# Complete the following:
(a) Summarize the cricket passage in three sentences.
(b) Reproduce the cricket passage word for word, covering everything from "Mainly, though, it" down to "as Garfield Sobers.".
(c) List every country named in the cricket passage.

# Selected text:
Mainly, though, it is a wonderful achievement by this group of Pakistan players under the indestructible, brilliantly likable 40-year-old captain Misbah-ul-Haq. On pitches that are slower and drier than those at home, Pakistan took down the team that took down England and then South Africa with a spin attack culled from that reliably productive domestic set-up. And with some glorious batting performances, most notably by Younus Khan, the invisible colossus, who scored three hundreds in four innings and whose career, untelevised and beyond the immediate attention of the major nations, has thrived beneath the radar in recent years. He has slightly more runs at a better average from the same number of Tests as Garfield Sobers.
As for Misbah himself, the Mianwali master blaster (overall Test strike rate 42.97) stands shoulder to shoulder with Viv Richards – King Viv and King Mis – as Test cricket’s fastest centurion, a fact that is both joyfully unexpected and in its own way a little sad. In some alternative Misbah world, where Pakistan cricket is stable, thriving and rancour-free, perhaps this kind of thing, or something like it, might have happened a little more often.
What does it mean for the Ashes? Maybe lots. Maybe nothing at all. There are clearly some problems with Australia’s team that the excellence of the seam attack has camouflaged. Mitchell Johnson’s wicket taking was understandably diminished on slow pitches. More importantly, he found little support. Lyon took one for 202 off 55 overs in the final Test – disastrous figures, Jason Krejza figures – and Peter Siddle was tidy but docile. More than ever Ryan Harris, if he is fit, seems likely to be Australia’s key bowler in England next summer.

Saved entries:
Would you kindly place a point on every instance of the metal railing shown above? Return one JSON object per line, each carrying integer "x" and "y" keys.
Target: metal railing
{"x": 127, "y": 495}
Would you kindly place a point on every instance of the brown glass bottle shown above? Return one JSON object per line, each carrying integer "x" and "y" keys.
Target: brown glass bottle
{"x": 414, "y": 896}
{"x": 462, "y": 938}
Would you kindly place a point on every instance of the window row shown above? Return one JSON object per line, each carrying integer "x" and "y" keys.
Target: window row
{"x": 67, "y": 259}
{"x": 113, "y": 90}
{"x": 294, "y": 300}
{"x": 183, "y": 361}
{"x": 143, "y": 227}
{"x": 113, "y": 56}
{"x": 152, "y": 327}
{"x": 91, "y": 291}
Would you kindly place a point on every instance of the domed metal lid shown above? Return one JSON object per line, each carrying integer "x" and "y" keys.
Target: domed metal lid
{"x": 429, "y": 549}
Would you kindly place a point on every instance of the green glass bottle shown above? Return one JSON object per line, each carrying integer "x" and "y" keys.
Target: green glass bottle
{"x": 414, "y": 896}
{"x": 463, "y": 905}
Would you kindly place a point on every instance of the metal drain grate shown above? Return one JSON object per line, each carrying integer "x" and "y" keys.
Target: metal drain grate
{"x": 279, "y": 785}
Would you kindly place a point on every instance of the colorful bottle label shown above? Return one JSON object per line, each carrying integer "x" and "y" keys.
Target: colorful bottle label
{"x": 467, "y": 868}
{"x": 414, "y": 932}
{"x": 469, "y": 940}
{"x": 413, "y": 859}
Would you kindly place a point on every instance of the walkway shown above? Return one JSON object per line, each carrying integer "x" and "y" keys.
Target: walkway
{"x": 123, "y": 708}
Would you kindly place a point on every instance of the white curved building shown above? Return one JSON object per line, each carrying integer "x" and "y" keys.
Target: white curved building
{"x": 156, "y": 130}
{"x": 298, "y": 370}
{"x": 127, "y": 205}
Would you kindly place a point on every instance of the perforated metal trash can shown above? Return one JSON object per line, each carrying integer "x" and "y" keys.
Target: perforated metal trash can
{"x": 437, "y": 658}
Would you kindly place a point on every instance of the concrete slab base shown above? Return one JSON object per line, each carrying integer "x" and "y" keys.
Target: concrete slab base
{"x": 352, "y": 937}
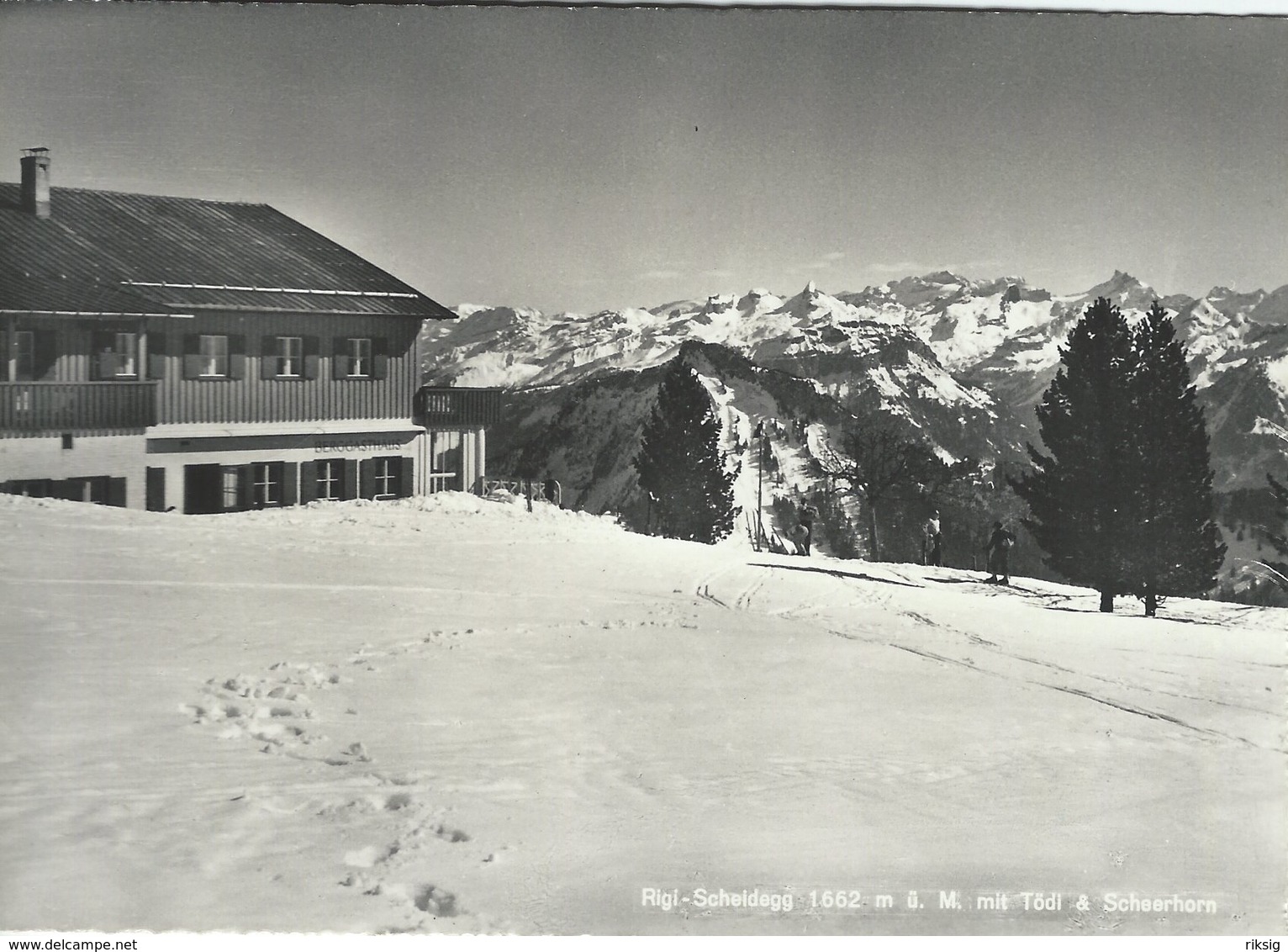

# Problem solutions:
(a) Pakistan, under 40-year-old captain Misbah-ul-Haq, beat the team that had beaten England and South Africa, using a spin attack from its domestic set-up and strong batting, most notably from Younus Khan, who scored three hundreds in four innings. Misbah now stands with Viv Richards as Test cricket's fastest centurion. The series exposed problems in Australia's team, including a lack of support for Mitchell Johnson, so Ryan Harris, if fit, seems likely to be Australia's key bowler in England next summer.

(b)
Mainly, though, it is a wonderful achievement by this group of Pakistan players under the indestructible, brilliantly likable 40-year-old captain Misbah-ul-Haq. On pitches that are slower and drier than those at home, Pakistan took down the team that took down England and then South Africa with a spin attack culled from that reliably productive domestic set-up. And with some glorious batting performances, most notably by Younus Khan, the invisible colossus, who scored three hundreds in four innings and whose career, untelevised and beyond the immediate attention of the major nations, has thrived beneath the radar in recent years. He has slightly more runs at a better average from the same number of Tests as Garfield Sobers.

(c) Pakistan, England, South Africa, Australia